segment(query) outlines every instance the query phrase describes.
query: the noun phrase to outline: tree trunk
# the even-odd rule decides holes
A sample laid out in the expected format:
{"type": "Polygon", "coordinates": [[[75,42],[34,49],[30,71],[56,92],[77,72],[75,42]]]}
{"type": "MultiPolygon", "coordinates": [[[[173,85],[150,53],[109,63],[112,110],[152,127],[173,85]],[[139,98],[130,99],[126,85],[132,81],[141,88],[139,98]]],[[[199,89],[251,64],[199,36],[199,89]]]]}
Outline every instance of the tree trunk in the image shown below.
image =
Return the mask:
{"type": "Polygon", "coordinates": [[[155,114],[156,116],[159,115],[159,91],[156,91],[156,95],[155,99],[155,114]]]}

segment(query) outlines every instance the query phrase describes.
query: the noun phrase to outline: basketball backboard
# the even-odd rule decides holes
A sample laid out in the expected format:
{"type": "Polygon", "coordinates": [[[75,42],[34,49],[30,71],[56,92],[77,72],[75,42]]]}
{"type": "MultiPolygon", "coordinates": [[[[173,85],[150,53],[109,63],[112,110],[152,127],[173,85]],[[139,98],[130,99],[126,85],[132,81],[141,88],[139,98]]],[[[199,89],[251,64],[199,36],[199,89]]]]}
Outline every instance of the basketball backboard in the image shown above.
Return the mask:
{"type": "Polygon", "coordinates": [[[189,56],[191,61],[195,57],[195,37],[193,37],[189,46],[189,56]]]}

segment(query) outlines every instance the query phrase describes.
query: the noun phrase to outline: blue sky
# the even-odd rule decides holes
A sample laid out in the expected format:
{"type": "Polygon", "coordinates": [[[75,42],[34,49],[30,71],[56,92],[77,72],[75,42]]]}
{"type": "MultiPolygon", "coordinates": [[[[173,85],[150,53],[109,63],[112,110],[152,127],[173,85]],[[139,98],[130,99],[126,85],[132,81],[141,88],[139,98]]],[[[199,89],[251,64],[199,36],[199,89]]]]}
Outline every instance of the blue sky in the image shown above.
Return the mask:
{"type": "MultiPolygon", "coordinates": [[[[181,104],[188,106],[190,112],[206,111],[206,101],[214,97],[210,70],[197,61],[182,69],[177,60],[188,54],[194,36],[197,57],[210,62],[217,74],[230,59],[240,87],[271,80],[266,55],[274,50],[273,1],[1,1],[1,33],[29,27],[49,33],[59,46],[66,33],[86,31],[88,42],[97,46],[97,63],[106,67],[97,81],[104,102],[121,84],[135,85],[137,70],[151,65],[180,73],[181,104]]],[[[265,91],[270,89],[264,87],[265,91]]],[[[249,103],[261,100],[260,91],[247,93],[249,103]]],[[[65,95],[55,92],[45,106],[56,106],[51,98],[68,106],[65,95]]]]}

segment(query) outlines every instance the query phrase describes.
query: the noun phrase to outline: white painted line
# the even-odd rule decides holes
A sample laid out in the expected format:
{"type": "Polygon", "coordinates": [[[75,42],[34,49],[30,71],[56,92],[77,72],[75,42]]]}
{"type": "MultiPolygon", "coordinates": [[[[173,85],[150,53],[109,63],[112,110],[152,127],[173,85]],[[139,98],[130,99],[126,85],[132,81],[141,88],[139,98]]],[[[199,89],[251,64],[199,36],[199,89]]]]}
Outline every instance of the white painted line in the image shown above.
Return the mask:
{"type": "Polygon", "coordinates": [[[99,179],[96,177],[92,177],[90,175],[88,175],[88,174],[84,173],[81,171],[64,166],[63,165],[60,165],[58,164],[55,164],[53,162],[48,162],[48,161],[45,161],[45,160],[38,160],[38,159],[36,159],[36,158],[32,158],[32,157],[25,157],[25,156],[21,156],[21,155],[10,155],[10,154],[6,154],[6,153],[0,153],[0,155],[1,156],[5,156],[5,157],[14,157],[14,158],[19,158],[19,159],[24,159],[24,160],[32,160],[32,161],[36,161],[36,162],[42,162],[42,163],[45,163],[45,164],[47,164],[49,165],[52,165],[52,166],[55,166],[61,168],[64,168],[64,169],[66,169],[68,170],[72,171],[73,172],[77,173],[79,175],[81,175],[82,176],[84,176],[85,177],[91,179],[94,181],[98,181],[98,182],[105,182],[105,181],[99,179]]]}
◇ ◇ ◇ ◇
- [SHORT TASK] Show every line above that contains the string "backboard", copying each one in full and treating uppercase and lowercase as different.

- [WRITTEN SOLUTION]
query: the noun phrase to outline: basketball backboard
Outline every instance of the basketball backboard in the image shown above.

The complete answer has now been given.